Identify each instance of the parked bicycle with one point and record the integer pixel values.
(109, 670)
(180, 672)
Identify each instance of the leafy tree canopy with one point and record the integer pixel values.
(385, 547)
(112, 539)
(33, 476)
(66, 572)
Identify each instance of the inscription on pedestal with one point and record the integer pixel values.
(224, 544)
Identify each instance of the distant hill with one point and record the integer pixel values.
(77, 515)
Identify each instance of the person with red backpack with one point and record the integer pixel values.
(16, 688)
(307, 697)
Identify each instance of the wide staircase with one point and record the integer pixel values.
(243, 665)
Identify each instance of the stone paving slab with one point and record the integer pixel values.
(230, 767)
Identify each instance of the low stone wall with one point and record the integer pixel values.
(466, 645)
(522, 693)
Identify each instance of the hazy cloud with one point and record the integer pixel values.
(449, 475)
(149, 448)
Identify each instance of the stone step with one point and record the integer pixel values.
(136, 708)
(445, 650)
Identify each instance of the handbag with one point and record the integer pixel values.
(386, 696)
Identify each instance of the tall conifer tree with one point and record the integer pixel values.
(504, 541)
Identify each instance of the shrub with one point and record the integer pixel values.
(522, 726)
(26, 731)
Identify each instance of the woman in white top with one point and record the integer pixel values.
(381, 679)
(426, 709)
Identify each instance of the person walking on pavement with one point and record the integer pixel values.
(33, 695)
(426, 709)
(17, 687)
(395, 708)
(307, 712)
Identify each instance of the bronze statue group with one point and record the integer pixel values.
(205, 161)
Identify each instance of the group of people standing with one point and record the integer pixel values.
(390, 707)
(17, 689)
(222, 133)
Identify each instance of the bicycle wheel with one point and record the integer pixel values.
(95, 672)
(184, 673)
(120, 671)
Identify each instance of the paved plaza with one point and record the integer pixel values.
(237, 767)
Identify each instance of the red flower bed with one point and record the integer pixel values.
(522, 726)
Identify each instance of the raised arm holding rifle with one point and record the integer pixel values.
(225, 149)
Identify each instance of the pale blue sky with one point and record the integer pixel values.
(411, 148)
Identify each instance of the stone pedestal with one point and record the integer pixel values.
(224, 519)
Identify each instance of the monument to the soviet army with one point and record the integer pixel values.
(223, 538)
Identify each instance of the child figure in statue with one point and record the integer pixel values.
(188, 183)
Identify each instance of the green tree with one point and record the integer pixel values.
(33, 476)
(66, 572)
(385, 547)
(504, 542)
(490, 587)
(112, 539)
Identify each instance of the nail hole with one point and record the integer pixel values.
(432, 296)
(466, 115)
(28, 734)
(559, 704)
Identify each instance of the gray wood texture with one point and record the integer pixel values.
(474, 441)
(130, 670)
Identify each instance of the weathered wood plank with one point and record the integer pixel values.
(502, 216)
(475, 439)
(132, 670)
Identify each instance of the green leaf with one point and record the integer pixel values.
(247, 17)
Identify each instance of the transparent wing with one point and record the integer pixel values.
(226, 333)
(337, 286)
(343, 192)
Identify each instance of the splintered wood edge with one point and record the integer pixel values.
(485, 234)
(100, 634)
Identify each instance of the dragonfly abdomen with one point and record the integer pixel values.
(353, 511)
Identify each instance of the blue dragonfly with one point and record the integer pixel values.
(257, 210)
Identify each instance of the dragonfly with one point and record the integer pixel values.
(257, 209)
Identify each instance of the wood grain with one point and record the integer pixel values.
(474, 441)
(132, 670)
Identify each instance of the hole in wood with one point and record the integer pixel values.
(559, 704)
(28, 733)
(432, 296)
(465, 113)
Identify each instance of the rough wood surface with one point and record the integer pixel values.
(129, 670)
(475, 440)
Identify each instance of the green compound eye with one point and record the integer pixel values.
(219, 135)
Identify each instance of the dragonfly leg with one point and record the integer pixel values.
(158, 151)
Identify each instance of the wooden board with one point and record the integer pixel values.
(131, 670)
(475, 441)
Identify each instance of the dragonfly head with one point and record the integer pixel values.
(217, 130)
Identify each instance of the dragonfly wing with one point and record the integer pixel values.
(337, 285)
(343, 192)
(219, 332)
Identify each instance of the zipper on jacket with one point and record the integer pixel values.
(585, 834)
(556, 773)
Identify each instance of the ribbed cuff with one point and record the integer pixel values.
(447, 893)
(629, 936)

_____

*OBJECTIVE*: Copy every line of the data above word for word, in the same order.

*RESULT BELOW*:
Identify each instance of the parked bicycle with one point and record the integer pixel values.
(109, 670)
(180, 672)
Identify each instance of the leafy tree canopy with one point and record the integer pixel values.
(385, 547)
(112, 539)
(33, 476)
(66, 572)
Identify each instance of the inscription on pedestal with one point and record the integer pixel values.
(224, 544)
Identify each instance of the distant hill with one point and record the integer pixel values.
(77, 515)
Identify each instance of the person with red backpack with one point and record the integer pixel values.
(16, 688)
(307, 697)
Identify each instance of the wide staircase with one point and record the integer pixel values.
(243, 665)
Identify each instance of the stone paving slab with one point and record the integer pixel values.
(230, 767)
Identify each instance of the low stone wall with one point and record the integer pixel values.
(466, 645)
(522, 693)
Identify each instance of the hazy cloud with one point and record the integer pixel values.
(449, 475)
(149, 448)
Identify each instance of the stone step with one point and record the integer pixel values.
(136, 708)
(445, 650)
Identify each instance of the handbag with one point and record the integer pixel values.
(386, 696)
Identify each instance of the tall conifer tree with one point and record the integer pixel values.
(504, 541)
Identify each instance of the shrub with one point and record the integer pixel values.
(522, 726)
(26, 731)
Identify each instance of the woman in white top with one point and record the integer pixel values.
(381, 679)
(426, 709)
Identify each instance of the person walking on pavement with one point and record the integer pixel values.
(33, 695)
(426, 709)
(17, 687)
(395, 708)
(307, 712)
Identify each instance of the bronze statue group with one point and record the integer pixel values.
(205, 161)
Identify each instance of the group of people standing with one point and record the integer pixel values.
(390, 707)
(17, 689)
(222, 133)
Identify each instance of the bicycle wheel with one point and record the integer pixel values.
(95, 672)
(184, 673)
(120, 671)
Identify each instance of the paved plaza with one point and record the integer pixel values.
(237, 767)
Identify each instance of the red flower bed with one point and record the integer pixel values.
(522, 726)
Identify each instance of the raised arm holding rifle with one point and record the integer pixel values.
(225, 149)
Identify each instance of the pale blue sky with one point and record the integer pixel values.
(411, 148)
Identify each instance of the stone pedestal with one point and record the integer pixel values.
(224, 519)
Identify each instance of the monument to the soviet army with one point and record the integer pixel values.
(223, 538)
Identify each instance of the child figure in statue with one point and record the integer pixel values.
(188, 183)
Identify each instance of the green tree with one point and record the integer pixel values.
(33, 476)
(66, 572)
(385, 547)
(504, 542)
(490, 587)
(112, 539)
Identify each instance of the nail hole with one point and record the integer pixel values.
(432, 296)
(466, 115)
(28, 734)
(559, 704)
Identify each instance of the gray wood texture with one point and record the integer pixel values.
(474, 441)
(130, 670)
Identify each instance of the weathered wood plank with one point and record the integer pixel values.
(502, 216)
(475, 439)
(132, 670)
Identify each instance of the green leaf with one point and record the integer pixel values.
(247, 17)
Identify each instance of the transparent wing with one point and record the integer pixel values.
(226, 333)
(337, 286)
(343, 192)
Identify each instance of the splintered wood edge with one point and record the integer pixel values.
(485, 234)
(100, 634)
Identify each instance of the dragonfly abdomen with one point and record the integer pixel values.
(353, 511)
Identify each instance of the blue dragonfly with one point and record the integer pixel values.
(257, 210)
Identify each instance of the dragonfly with one point and record the integer pixel values.
(257, 209)
Identify each instance of the wood grain with one point and record the integer pixel values.
(474, 441)
(132, 670)
Identify each instance of the hole in wood with one point and record the integer pixel values.
(559, 704)
(28, 733)
(432, 296)
(465, 113)
Identify each instance of the rough wood surface with one point and record the integer pixel values.
(129, 670)
(475, 440)
Identify each instance of the green compound eye with one point and record the integer pixel values.
(219, 135)
Identify each instance of the dragonfly leg with one point and record the integer pixel values.
(158, 151)
Identify each instance of the wooden board with one point and record the integer pixel values.
(131, 670)
(475, 441)
Identify each instance of the dragonfly head with one point and record the integer pixel values.
(217, 130)
Identify each instance of the dragonfly wing with one point and record the integer pixel values.
(337, 285)
(343, 192)
(219, 332)
Identify each instance of the zipper on jacket with one point and record the integer pixel values.
(585, 834)
(556, 773)
Identify each instance of the ribbed cuff with one point and record the integer pixel values.
(447, 893)
(629, 936)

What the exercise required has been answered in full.